INPUT FOR THIS TASK:
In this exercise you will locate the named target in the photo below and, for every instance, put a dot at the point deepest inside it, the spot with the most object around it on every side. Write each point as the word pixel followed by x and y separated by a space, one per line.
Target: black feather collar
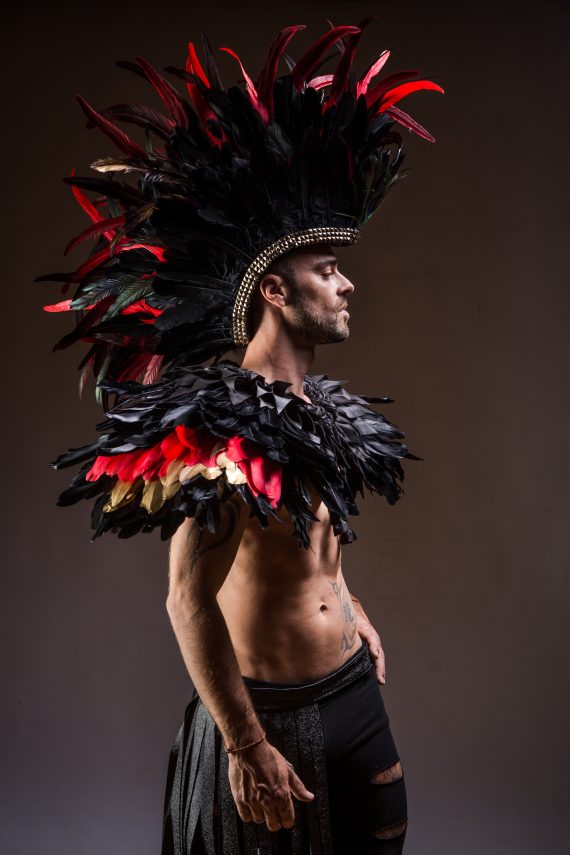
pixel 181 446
...
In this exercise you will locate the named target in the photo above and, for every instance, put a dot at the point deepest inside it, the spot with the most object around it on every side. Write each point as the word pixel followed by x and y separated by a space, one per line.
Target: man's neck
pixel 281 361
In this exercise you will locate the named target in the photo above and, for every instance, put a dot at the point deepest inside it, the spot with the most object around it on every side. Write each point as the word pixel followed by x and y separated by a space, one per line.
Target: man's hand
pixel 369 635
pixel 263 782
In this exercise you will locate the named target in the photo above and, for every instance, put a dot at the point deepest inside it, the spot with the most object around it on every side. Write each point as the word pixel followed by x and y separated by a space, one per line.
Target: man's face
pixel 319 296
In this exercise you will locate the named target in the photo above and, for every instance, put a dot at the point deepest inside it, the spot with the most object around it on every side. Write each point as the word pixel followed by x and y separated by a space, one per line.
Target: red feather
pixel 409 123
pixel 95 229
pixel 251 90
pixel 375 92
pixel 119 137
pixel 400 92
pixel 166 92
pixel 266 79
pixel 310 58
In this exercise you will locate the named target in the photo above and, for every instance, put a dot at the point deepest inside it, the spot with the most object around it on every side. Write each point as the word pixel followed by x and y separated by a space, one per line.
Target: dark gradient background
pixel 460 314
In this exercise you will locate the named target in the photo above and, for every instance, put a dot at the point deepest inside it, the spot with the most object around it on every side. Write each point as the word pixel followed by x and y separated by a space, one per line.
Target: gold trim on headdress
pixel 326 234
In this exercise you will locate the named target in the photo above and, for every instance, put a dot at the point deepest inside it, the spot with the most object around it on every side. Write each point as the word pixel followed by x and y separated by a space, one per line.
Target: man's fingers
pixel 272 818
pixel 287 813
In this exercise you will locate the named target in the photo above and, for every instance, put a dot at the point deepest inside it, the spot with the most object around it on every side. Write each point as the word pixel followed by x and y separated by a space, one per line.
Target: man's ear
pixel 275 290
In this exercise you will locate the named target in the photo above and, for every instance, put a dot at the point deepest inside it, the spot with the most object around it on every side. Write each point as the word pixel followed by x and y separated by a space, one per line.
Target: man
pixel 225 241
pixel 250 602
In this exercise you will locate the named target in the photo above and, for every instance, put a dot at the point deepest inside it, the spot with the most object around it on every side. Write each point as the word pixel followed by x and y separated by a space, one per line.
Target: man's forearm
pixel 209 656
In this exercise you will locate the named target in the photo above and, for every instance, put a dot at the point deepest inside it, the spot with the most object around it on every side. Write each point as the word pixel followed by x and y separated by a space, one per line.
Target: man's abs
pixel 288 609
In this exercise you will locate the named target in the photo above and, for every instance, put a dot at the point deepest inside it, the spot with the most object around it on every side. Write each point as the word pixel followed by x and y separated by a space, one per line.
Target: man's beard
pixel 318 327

GIVEN EXERCISE:
Copy out verbatim all the lines from the one containing "the photo below" down to the one containing "pixel 181 446", both included, and leave the picture out of your answer.

WRITTEN RESPONSE:
In this exercise you will locate the named target in the photo below and, for every instance, put a dot at the point deepest inside it, the spot with the most object around it on every side. Write each point as the word pixel followed by x and y separated by a space, one per line.
Target: black feather collar
pixel 181 446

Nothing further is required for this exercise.